REQUIREMENT:
Rewrite the rows from the line with "the white t-shirt" up to and including the line with "<point>44,56</point>", replacing "Annotate every instance of" with "Label every instance of" and changing nothing else. Return only those lines.

Dataset rows

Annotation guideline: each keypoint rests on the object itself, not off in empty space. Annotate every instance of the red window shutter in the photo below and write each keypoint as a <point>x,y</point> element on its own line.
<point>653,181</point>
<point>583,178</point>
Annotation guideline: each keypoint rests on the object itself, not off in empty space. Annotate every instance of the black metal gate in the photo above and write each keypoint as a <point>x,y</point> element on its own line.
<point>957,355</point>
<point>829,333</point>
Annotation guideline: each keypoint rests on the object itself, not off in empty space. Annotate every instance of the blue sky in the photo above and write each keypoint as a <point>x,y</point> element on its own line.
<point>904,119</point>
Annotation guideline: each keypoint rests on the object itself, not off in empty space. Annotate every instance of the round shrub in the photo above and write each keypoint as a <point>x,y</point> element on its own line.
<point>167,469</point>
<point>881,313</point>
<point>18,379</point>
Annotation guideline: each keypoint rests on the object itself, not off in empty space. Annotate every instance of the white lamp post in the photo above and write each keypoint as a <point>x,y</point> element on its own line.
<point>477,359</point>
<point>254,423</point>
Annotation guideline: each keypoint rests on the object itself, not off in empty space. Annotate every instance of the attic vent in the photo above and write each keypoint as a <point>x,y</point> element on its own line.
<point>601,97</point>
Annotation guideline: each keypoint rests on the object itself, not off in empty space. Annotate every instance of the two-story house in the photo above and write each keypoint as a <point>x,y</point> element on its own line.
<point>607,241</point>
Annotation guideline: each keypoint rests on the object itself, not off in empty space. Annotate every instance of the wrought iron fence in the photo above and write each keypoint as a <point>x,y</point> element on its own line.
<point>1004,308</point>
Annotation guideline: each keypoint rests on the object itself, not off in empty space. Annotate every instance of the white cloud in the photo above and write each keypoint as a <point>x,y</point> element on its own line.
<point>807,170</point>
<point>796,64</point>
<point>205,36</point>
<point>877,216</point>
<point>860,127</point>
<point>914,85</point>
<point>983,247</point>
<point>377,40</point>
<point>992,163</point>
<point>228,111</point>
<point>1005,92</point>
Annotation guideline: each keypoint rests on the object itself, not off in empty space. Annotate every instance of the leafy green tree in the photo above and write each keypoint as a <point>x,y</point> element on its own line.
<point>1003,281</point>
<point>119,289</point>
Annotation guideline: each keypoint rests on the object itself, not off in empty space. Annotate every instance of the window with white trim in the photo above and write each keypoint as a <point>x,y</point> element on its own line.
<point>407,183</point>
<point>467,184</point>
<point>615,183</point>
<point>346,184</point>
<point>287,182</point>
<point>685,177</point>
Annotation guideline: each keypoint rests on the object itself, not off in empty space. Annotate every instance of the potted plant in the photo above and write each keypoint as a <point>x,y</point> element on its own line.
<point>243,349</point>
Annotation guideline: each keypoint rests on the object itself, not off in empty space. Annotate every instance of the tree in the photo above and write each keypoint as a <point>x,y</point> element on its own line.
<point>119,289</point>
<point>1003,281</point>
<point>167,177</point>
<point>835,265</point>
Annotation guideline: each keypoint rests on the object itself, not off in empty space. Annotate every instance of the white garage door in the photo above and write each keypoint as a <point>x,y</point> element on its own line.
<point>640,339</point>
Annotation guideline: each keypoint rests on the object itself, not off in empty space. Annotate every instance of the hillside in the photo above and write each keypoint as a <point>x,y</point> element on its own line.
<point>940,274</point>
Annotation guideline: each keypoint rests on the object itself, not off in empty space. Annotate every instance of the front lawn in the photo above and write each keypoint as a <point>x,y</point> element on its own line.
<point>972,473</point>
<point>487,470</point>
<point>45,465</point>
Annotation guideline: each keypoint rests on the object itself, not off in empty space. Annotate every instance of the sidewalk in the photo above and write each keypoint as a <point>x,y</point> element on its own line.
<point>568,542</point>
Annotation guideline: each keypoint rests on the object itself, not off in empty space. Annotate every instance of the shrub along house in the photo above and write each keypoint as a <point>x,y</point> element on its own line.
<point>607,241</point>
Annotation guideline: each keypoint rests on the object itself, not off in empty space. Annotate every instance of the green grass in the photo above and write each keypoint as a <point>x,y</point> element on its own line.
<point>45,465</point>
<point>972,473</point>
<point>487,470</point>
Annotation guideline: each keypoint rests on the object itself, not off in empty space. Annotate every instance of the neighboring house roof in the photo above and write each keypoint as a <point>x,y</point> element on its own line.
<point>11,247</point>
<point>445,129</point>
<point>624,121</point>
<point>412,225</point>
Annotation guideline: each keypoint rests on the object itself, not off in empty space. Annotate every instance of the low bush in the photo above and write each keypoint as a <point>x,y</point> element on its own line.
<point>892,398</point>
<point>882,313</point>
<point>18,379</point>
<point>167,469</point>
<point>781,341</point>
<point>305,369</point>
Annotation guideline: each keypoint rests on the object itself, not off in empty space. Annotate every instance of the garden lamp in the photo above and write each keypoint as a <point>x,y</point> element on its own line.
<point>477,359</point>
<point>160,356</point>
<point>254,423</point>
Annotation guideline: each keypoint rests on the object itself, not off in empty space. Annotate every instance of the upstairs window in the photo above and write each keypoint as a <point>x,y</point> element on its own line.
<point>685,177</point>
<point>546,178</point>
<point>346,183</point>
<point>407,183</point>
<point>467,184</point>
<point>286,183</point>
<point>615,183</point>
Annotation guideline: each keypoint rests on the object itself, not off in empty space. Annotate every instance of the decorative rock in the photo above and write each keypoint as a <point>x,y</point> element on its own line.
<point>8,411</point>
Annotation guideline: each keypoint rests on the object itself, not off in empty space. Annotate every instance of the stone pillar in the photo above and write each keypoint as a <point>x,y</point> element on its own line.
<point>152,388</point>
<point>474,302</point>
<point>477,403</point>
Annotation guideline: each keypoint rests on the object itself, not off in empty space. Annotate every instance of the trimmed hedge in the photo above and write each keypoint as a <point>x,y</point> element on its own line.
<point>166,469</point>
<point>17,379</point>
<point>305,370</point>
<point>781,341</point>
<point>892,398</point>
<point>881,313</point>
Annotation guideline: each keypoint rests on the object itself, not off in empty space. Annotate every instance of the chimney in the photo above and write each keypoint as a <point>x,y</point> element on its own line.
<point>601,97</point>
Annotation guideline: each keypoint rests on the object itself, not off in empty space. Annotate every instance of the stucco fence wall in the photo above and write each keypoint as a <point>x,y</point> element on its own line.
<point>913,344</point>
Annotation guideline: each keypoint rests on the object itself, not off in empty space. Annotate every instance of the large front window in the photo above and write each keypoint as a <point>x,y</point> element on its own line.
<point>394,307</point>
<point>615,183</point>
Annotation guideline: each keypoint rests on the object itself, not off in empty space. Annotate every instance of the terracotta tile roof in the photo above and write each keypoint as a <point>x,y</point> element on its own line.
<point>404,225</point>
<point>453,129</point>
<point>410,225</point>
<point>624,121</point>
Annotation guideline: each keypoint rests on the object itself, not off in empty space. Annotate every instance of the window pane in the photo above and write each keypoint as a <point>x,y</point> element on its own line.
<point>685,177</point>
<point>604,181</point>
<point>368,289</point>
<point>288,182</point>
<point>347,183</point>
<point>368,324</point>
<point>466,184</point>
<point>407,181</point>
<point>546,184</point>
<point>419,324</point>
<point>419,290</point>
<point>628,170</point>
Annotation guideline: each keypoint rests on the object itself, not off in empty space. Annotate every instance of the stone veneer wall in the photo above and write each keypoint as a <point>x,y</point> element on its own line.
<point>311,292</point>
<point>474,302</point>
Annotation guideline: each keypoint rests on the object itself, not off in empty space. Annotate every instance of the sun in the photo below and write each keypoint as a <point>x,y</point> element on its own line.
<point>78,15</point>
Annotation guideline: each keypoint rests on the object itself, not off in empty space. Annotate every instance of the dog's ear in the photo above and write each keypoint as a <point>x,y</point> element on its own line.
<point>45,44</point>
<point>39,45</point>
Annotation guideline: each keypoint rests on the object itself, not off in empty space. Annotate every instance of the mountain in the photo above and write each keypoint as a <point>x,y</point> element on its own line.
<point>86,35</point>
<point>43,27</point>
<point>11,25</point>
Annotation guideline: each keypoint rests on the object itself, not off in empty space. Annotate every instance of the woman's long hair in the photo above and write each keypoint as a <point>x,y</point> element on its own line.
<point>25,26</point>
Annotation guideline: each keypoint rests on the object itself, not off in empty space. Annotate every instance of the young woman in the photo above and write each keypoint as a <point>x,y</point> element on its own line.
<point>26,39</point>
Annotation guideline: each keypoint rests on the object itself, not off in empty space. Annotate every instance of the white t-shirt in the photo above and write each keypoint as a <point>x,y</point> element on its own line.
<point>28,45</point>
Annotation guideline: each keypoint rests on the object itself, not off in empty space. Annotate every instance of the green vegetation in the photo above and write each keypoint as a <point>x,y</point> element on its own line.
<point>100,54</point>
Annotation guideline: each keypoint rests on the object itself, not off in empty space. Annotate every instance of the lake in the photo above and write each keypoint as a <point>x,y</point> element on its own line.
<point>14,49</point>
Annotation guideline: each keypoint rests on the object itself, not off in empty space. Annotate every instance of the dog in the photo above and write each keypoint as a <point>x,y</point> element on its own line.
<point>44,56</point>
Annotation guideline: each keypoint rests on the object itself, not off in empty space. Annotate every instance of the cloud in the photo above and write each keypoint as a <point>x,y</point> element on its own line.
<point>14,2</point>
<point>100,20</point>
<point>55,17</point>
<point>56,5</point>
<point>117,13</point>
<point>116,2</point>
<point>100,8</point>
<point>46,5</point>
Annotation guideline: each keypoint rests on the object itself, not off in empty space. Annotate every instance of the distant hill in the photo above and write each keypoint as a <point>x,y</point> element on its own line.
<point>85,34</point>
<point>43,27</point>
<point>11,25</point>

TASK SOLUTION:
Annotation guideline: each keypoint rests on the object itself, not off in empty space. Label every instance of the white t-shirt in the photo above and write each keypoint as a <point>x,y</point> element on its own line.
<point>28,45</point>
Annotation guideline: each keypoint rests on the object itself, not off in empty space. Label every instance of the green vegetation in the photo above and write each keypoint as a <point>x,y</point> element on its own line.
<point>100,54</point>
Annotation guideline: each keypoint rests on the object itself, not off in empty space. Label every instance of the lake in the photo above and write each keypoint as a <point>x,y</point> element on its own line.
<point>14,49</point>
Annotation guideline: each keypoint rests on the object itself, not off in empty space. Label every instance of the dog in the photo above and write each keypoint as a <point>x,y</point> element on its own line.
<point>44,56</point>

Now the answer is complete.